=== DATA LINES ===

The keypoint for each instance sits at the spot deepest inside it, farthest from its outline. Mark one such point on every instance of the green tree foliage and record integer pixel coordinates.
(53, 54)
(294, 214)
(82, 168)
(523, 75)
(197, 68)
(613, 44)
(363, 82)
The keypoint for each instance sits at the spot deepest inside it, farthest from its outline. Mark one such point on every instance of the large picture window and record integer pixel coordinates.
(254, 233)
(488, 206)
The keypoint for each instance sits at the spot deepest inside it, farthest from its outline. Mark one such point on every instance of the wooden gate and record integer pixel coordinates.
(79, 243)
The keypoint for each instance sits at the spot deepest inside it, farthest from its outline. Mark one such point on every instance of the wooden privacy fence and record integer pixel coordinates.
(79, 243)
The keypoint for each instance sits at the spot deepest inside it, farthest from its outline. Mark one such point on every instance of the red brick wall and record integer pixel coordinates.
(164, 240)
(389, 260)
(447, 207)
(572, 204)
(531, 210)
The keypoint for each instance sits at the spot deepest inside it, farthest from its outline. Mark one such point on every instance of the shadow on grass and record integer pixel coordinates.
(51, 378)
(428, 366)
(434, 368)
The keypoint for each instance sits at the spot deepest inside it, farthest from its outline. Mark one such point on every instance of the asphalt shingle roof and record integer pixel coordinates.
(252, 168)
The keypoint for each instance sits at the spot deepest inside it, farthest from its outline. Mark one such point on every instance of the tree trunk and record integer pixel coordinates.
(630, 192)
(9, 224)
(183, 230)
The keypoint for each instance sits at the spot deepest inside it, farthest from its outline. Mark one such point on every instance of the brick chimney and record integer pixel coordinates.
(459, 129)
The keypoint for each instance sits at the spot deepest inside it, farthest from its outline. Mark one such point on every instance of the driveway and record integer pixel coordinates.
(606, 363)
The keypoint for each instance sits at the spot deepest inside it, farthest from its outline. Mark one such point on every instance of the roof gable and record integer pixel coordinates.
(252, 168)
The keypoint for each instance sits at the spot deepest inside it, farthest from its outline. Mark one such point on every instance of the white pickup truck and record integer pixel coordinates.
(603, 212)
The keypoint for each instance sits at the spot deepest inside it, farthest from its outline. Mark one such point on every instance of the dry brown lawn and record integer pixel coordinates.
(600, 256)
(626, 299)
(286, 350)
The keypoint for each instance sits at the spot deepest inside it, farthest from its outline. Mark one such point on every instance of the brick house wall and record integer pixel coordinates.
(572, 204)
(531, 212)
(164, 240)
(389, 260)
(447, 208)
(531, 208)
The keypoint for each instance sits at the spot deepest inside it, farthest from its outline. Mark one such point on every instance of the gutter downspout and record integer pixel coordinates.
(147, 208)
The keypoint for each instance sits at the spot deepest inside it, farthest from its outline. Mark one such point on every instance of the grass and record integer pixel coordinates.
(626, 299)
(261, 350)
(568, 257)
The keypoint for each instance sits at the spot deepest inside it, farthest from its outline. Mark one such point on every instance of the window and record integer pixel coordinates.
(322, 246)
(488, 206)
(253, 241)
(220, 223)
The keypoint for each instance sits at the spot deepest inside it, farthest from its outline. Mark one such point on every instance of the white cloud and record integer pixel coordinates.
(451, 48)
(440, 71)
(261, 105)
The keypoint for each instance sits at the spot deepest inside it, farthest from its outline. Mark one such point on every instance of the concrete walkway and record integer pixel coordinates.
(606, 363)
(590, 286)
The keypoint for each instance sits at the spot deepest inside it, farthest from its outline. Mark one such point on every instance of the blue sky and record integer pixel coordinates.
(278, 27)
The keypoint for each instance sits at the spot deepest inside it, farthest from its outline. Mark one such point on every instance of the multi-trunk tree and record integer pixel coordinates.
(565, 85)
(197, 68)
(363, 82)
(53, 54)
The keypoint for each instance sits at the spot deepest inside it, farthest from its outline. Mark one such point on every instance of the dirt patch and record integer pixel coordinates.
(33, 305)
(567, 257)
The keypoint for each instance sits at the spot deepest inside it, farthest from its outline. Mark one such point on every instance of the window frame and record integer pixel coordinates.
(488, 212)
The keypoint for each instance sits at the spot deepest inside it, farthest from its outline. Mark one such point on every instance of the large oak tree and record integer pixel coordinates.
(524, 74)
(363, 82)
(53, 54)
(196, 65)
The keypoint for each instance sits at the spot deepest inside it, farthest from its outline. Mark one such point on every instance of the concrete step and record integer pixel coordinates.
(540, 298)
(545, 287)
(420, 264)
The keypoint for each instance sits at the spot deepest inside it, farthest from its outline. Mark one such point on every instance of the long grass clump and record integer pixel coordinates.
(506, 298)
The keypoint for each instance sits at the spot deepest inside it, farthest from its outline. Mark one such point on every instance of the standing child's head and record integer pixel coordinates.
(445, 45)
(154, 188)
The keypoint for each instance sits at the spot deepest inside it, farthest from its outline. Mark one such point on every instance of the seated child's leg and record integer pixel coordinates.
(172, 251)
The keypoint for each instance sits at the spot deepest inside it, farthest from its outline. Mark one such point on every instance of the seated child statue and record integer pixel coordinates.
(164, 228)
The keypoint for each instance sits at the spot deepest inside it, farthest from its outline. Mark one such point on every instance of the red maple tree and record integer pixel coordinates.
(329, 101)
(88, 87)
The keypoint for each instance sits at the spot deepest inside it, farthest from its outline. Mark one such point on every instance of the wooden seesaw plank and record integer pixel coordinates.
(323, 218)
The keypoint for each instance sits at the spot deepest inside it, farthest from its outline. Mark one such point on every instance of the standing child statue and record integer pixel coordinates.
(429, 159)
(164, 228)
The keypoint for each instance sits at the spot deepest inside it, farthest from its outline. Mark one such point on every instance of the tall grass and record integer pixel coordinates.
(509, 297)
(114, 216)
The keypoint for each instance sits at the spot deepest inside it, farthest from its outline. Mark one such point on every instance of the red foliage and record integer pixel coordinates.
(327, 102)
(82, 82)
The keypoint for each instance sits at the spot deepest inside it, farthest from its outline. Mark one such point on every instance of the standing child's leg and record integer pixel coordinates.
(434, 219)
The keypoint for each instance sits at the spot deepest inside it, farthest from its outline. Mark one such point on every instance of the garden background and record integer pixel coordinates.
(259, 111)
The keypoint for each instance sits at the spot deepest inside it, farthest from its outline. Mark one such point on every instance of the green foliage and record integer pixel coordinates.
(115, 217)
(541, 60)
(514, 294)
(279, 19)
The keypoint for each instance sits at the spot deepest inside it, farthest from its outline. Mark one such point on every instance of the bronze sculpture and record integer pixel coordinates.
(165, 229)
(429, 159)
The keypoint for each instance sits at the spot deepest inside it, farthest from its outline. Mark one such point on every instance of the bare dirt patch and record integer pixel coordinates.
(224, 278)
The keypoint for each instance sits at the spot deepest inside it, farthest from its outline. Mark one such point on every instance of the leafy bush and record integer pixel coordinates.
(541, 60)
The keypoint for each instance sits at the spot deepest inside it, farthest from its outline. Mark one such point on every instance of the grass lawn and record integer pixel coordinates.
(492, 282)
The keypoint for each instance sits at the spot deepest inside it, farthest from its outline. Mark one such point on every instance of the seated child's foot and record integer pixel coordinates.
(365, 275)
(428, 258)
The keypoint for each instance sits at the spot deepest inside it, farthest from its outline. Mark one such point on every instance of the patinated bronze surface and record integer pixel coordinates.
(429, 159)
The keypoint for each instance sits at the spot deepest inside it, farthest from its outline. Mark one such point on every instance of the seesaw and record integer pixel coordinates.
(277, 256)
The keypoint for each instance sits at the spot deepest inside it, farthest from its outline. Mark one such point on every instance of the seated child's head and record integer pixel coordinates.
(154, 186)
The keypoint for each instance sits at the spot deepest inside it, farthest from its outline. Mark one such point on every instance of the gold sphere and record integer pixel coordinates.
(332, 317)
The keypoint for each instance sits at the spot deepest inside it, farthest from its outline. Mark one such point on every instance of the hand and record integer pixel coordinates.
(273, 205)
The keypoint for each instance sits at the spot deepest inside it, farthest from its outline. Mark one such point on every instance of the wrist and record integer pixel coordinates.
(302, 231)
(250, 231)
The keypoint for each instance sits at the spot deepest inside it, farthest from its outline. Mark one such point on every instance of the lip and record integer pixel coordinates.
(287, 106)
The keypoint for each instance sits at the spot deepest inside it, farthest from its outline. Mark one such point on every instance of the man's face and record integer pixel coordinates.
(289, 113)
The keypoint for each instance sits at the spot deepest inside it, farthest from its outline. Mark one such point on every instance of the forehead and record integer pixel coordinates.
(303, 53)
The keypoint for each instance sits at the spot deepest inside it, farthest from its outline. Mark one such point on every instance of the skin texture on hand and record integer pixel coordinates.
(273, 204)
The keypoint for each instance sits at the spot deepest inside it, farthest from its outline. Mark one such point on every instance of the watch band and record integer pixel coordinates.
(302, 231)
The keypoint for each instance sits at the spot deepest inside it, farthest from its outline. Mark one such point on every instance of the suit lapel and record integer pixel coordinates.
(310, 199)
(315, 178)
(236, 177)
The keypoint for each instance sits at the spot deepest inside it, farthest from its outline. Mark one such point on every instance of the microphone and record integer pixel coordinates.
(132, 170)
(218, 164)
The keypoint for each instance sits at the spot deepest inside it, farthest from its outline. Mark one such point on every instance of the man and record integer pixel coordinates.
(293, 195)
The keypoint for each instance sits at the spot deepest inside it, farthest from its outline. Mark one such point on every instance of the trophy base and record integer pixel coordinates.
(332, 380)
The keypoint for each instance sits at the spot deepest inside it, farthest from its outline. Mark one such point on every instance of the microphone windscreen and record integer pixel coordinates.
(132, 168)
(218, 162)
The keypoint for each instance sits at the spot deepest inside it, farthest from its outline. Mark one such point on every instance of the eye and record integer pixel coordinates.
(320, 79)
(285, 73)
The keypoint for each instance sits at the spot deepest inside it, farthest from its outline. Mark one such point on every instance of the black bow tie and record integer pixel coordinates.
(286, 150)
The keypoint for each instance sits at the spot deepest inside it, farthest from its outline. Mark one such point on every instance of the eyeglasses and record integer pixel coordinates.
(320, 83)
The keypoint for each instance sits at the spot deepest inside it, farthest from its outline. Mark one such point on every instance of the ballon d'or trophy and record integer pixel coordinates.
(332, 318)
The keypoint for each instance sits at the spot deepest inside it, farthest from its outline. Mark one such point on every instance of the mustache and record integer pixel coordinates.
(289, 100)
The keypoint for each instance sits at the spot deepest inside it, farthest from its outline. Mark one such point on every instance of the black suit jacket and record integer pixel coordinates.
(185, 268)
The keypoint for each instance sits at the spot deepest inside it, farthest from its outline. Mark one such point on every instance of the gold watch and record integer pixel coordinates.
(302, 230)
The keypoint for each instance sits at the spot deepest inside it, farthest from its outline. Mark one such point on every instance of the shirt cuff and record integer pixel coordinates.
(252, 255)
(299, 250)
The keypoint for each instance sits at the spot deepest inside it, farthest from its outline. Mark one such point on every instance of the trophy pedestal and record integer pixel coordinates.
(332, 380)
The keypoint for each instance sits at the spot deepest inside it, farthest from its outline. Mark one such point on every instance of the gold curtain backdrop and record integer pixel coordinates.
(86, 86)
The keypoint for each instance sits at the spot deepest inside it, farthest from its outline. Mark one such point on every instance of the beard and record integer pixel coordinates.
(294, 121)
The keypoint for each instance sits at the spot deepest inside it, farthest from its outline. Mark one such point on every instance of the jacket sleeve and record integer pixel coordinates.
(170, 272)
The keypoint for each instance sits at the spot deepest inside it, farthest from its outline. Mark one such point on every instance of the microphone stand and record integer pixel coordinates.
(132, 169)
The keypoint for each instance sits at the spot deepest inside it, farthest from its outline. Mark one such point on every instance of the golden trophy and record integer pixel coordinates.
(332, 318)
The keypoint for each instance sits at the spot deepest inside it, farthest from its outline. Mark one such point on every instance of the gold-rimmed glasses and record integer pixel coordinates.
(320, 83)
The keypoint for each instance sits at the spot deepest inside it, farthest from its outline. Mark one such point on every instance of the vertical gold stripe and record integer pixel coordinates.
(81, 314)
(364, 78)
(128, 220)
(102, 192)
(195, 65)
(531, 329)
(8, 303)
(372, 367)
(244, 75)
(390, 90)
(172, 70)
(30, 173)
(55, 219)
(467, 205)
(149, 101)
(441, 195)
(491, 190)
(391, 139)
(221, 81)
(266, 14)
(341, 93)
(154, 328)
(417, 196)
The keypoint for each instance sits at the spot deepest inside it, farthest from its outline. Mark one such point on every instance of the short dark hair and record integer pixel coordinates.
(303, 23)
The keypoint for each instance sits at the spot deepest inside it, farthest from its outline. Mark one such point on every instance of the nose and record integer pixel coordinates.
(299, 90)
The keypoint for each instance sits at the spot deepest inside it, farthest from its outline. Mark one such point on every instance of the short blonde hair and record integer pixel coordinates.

===

Could you quote, exactly as they appear, the line containing "dark hair and record integer pixel coordinates." and every line after it to the end of the records above?

▸ **TASK RESPONSE**
The keypoint for each instance sits at the spot deepest inside it, farthest from its outline. Mark one such point on every instance of the short dark hair and record integer pixel coordinates.
(303, 23)
The keypoint for each instance sits at the spot deepest inside it, farthest from its outline. Mark one such point on every instance of the nose and record integer pixel coordinates.
(299, 90)
The keypoint for each instance sits at the spot deepest inside it, farthest from its outline. Mark one such point on every instance of the short blonde hair and record integer pixel coordinates.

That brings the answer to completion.